● Input data

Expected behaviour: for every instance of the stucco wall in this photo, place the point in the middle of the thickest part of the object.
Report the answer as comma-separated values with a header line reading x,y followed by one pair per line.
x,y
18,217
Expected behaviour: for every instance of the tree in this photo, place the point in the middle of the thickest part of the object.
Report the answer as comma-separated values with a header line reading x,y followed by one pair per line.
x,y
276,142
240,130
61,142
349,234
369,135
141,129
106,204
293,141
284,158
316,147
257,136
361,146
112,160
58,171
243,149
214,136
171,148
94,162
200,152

---

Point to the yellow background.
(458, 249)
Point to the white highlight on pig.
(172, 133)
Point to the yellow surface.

--

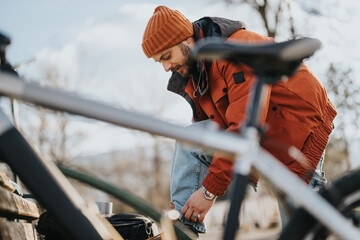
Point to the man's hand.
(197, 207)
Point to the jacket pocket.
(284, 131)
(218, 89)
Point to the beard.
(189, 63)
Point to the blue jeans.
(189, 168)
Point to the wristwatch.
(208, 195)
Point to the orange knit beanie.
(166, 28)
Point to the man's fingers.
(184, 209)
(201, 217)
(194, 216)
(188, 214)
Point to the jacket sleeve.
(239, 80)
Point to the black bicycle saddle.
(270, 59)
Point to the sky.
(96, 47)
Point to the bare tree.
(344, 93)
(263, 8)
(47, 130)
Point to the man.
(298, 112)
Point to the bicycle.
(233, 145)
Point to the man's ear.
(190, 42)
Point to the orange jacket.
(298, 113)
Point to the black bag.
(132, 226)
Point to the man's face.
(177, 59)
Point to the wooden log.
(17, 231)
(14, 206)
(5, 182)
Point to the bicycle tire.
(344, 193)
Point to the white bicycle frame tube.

● Task to complete
Of all the entries above, repeat only the lines from the line that has "Expected behaviour: for every instance of the stucco" to the line that has "Expected behaviour: for every instance of the tree", both lines included, exactly.

● Response box
Expected behaviour: for every instance of the stucco wall in this photo, place the point in the middle of the thickest part of the object.
Report the answer as comma-separated values with a header line reading x,y followed by one pair per line.
x,y
18,217
Expected behaviour: for every instance of the tree in this photo, place the point in the middle of the thickest part of the object.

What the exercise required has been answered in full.